--- LISTED ENTRIES ---
+ + + + +

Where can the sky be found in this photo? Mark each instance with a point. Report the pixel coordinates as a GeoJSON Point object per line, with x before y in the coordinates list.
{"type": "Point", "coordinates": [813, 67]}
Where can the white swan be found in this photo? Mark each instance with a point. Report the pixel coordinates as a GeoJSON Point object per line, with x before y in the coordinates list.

+ + + + +

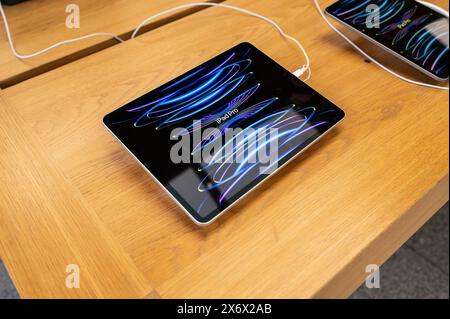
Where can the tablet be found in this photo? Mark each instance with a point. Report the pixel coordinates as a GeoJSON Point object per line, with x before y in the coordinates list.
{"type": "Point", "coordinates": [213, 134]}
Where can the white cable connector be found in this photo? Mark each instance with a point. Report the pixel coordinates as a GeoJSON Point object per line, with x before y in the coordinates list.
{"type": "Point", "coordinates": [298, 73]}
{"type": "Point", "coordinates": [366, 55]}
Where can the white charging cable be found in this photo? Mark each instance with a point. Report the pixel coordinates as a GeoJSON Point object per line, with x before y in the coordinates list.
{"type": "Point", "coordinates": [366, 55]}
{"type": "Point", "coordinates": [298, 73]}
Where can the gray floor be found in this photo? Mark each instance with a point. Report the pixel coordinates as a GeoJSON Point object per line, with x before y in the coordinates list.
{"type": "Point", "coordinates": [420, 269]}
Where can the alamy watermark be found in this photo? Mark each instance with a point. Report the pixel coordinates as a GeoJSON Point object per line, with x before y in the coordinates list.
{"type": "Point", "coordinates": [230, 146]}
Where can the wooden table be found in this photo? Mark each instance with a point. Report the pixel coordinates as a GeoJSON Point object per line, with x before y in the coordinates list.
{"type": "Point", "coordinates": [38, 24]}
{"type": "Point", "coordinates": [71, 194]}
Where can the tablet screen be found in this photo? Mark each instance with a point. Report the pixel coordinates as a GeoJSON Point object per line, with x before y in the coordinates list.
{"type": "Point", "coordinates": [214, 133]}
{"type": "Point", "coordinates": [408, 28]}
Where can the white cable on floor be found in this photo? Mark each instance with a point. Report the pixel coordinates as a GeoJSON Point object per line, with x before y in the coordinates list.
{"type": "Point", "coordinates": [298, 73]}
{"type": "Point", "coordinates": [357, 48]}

+ + + + +

--- WHAT TO PRODUCE ---
Identify every line in the items that contains the word "connector", and copy each such line in full.

--- RESPONSE ---
Where can the white cable connector be found in this photo? Mark each instance with a point. Report the pixel coordinates as a GeoJSON Point object per line, with x before y in the coordinates list.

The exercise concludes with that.